═══ Verilen metin ═══

Danone’nin “One Planet, One Health” Stratejisi de bu alandaki pazarlama ve yeniden yapılanmalara örnek verilebilir. Şirket, çevresel sürdürülebilirlik ve sağlıklı beslenmeyi teşvik etmek amacıyla bitki bazlı ürünler geliştirdi.  Bitkisel süt alternatifli satışlarını da yüzde 10 artırdı. Ayrıca, şeker oranını düşürme ve çocuk ürünlerinde yapay içerikleri kaldırma taahhüdünde bulundu.

Unilever de Knorr markası ile “Future 50 Foods” projesi bağlamında gelecek nesiller için sürdürülebilir gıda kaynakları oluşturmayı hedefledi. Proje çerçevesinde, tarımsal çeşitliliği artıran bitkiler (örneğin mercimek, kinoa) üzerine odaklanıldı. Dünyanın farklı bölgelerinde sağlıklı tarifler için yerel ürünlere teşvik sağlandı. Çocuk ürünlerinde yüzde 40 daha az tuz kullanıldı.

“Smaller Pack” Stratejisi ile Coca Cola da kaloriyi azaltmak ve porsiyon kontrolünü teşvik etme yolunu tercih etti. Ürünlerini daha küçük ambalajlarda sunarak tüketimi dengelemeyi hedefledi. Şeker içermeyen Zero ve Light ürünlerinin çeşitliliğini artırdı.

Bu başarı hikayeleri, sektörün değişime ayak uydurabileceğinin ve hatta bu değişimi avantaja çevirebileceğinin göstergesi.

Türkiye ne yapmalı?

Türkiye’de okul kantinlerindeki sağlıksız gıda satışlarına yönelik yasaklar, olumlu sonuçlar vermeye başladı. Ancak ev dışı tüketimde sorunlar devam ediyor. TÜİK’e göre, 6-18 yaş arası çocuklarda obezite oranı yüzde 8.3 seviyesine ulaştı. Bu durum, geleneksel Türk mutfağının daha sağlıklı bir biçimde yorumlanması gerektiğini gösteriyor. Geleneksel tahıl bazlı yiyeceklerin modern tariflerle yeniden sunumu yapılmalı. Daha az yağlı ve tuzlu Türk yemekleri tarifleri geliştirilmelidir.

Bu noktada, Türk markalarının dünya pazarına açılma fırsatlarını da değerlendirmek mümkün. Sağlıklı Türk lezzetlerini, global bilinçli tüketim trendleriyle buluşturmak, Türkiye için önemli bir avantaj olabilir.

Pazar verileri de gelişmelerle ilgili önemli bilgiler veriyor: Sağlıklı atıştırmalık pazarı yıllık yüzde 12 büyüyor. Organik ve doğal ürünlerin satışları son 5 yılda yüzde 85 artış gösterdi. Sağlıksız gıda reklamlarına getirilen kısıtlamalar sonrası, gıda şirketlerinin AR-GE yatırımları yüzde 40 oranında arttı.

═══ Sağlanan materyal ═══

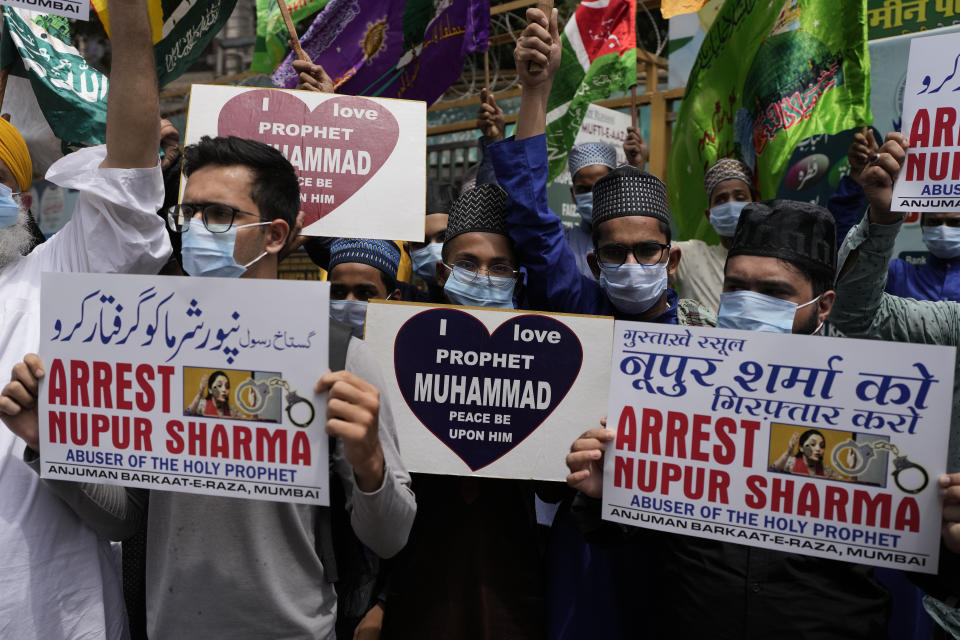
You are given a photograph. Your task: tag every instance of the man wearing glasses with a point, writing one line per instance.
(478, 267)
(631, 261)
(224, 567)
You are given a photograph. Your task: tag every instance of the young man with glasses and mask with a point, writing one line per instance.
(778, 277)
(473, 567)
(478, 267)
(240, 201)
(632, 254)
(361, 270)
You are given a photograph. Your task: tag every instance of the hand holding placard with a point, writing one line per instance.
(585, 461)
(353, 411)
(879, 177)
(18, 402)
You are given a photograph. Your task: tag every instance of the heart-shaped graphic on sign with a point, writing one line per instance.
(482, 394)
(336, 148)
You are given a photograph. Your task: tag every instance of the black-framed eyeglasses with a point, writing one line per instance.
(217, 217)
(615, 254)
(467, 272)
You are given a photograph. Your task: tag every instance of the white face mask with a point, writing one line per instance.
(633, 288)
(724, 217)
(352, 313)
(942, 241)
(752, 311)
(211, 254)
(425, 260)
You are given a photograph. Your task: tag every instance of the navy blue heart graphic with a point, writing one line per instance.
(483, 394)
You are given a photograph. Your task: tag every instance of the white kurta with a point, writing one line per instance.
(700, 272)
(58, 580)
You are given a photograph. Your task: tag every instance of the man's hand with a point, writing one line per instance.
(950, 494)
(585, 461)
(372, 624)
(860, 151)
(879, 176)
(312, 77)
(539, 43)
(170, 143)
(18, 401)
(133, 107)
(490, 117)
(636, 148)
(353, 410)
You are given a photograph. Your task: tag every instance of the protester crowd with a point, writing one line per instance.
(433, 556)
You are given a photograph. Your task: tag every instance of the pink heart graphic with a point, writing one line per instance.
(335, 149)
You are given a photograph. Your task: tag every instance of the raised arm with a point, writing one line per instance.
(133, 109)
(862, 308)
(539, 43)
(553, 280)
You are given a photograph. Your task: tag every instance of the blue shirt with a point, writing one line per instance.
(936, 280)
(554, 281)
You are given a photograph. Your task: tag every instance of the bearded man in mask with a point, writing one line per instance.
(361, 270)
(729, 187)
(778, 278)
(20, 231)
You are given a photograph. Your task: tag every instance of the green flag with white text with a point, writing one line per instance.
(599, 59)
(71, 94)
(768, 75)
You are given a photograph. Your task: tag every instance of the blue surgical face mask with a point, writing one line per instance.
(942, 241)
(479, 293)
(9, 208)
(352, 313)
(425, 261)
(211, 254)
(585, 206)
(752, 311)
(724, 217)
(634, 288)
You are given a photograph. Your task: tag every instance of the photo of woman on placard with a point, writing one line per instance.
(213, 397)
(811, 448)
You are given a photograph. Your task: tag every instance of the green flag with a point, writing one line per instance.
(599, 58)
(768, 75)
(72, 95)
(271, 45)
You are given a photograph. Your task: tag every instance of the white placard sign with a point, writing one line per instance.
(196, 385)
(930, 179)
(75, 9)
(600, 124)
(361, 161)
(826, 447)
(490, 393)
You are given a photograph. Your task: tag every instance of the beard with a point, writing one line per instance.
(16, 240)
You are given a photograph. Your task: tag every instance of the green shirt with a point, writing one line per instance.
(863, 310)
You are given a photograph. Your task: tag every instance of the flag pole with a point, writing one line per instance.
(486, 68)
(4, 74)
(294, 38)
(547, 7)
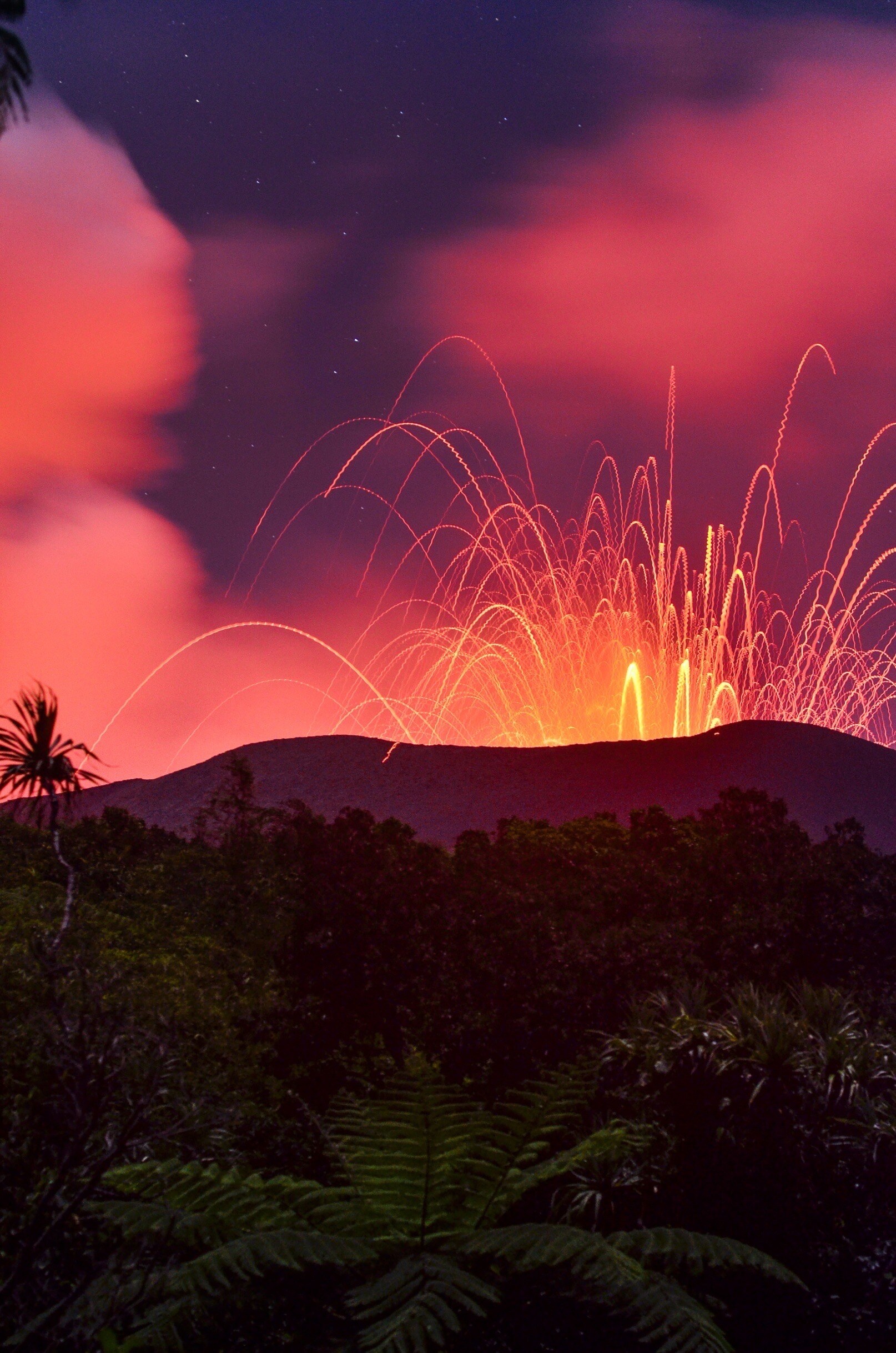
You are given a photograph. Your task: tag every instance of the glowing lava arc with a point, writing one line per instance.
(503, 625)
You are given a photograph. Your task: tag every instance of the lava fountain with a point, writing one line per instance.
(502, 624)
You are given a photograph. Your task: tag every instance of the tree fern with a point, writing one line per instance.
(426, 1180)
(673, 1251)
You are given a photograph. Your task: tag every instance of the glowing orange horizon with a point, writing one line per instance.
(534, 632)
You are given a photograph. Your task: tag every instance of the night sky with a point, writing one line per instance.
(372, 125)
(359, 179)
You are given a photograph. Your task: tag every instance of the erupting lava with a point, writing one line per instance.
(503, 625)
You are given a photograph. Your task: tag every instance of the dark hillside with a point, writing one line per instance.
(822, 776)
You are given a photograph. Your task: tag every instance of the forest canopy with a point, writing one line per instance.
(721, 987)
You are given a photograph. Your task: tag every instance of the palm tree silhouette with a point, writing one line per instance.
(36, 766)
(15, 67)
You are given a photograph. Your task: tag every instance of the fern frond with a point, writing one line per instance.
(673, 1251)
(655, 1309)
(610, 1142)
(521, 1130)
(417, 1305)
(197, 1205)
(407, 1153)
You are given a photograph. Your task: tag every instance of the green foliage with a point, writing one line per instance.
(214, 995)
(426, 1181)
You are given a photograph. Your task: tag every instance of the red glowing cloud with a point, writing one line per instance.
(98, 333)
(97, 589)
(722, 238)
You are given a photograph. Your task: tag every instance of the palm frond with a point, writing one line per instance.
(418, 1305)
(34, 758)
(15, 67)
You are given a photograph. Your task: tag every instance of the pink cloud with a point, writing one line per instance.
(98, 330)
(719, 237)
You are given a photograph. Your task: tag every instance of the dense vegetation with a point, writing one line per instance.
(223, 1013)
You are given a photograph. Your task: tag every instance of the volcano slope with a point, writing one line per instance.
(823, 777)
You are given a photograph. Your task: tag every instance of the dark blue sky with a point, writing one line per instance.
(375, 122)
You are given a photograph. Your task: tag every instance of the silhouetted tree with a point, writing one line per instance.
(36, 765)
(15, 66)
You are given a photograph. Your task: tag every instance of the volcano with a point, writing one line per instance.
(825, 777)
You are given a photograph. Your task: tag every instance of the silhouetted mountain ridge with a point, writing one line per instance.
(825, 777)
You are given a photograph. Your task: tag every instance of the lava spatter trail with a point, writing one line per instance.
(500, 624)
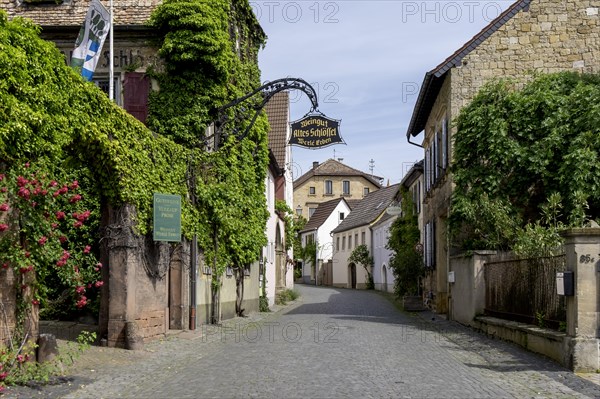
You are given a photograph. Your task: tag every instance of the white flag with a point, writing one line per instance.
(90, 40)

═══

* [Görev gereksinimleri] Gıda şirketlerinin sağlıklı beslenmeye yönelik stratejilerini ele alan metni, son cümlesinin ardından gelecek bölümle devam ettirin.

* [Yanıt aşağıda]
Bu veriler, değişimin yalnızca sağlık değil, aynı zamanda ekonomik kazanç fırsatları sunduğunu ortaya koyuyor.

Oxford Üniversitesi’nden Prof. Dr. Sarah Johnson, bu kısıtlamaların tek başına yeterli olmayacağını belirtiyor:

“Ailelerin ve okulların sağlıklı beslenme konusunda eğitilmesi gerekiyor. Bütüncül bir yaklaşım şart.”

Bu perspektif, gıda endüstrisinin yalnızca üretim süreçlerini değil, eğitim kampanyalarını da yeniden tasarlamasını gerektiriyor.

Geleceğin beslenme trendleri

Kişiselleştirilmiş öneriler sunarak tüketicilere sağlıklı alışkanlıklar kazandırabilir. McDonald’s, yapay zeka kullanarak menü önerileri oluşturuyor ve satışlarını yüzde 15 artırdı. AI destekli reklamlar, bireysel beslenme tercihlerine uygun ürünlerin tanıtımını sağlıyor.

Çevre dostu ambalajlarla, tüketiciler arasında çevre bilincini artırabilir. Starbucks, 2024 itibarıyla tüm plastik bardakları geri dönüştürülebilir malzemelerle değiştirdi. Danone, karbon nötr hedefleri kapsamında süt ürünleri ambalajlarında yüzde 100 geri dönüşüm sağladı.

E-ticaret üzerinden satılan sağlıklı gıda ürünleri, toplam satışların yüzde 15’ine ulaştı. Türkiye’deki online organik ürün satışlarında yüzde 40 büyüme kaydedildi.

Yemek menüleri değişiyor

İngiltere’nin başlattığı bu hareket, sadece bir yasa değil, bir kültür değişiminin işareti. Türkiye ve diğer ülkeler de, bu dalgaya kendi özgün katkılarını sunabilir. Geleneksel lezzetleri sağlıklı biçimde yeniden yorumlamak, reklamcılığı etik bir çerçevede yeniden şekillendirmek ve tüketicileri bilinçlendirmek, bu değişimin temel taşları olacak.

Özellikle, LHF yani “daha az sağlıklı yiyecek ve içecek” tanımı çok iyi yapılmalı ve spekülasyonlara sebep olmamalıdır.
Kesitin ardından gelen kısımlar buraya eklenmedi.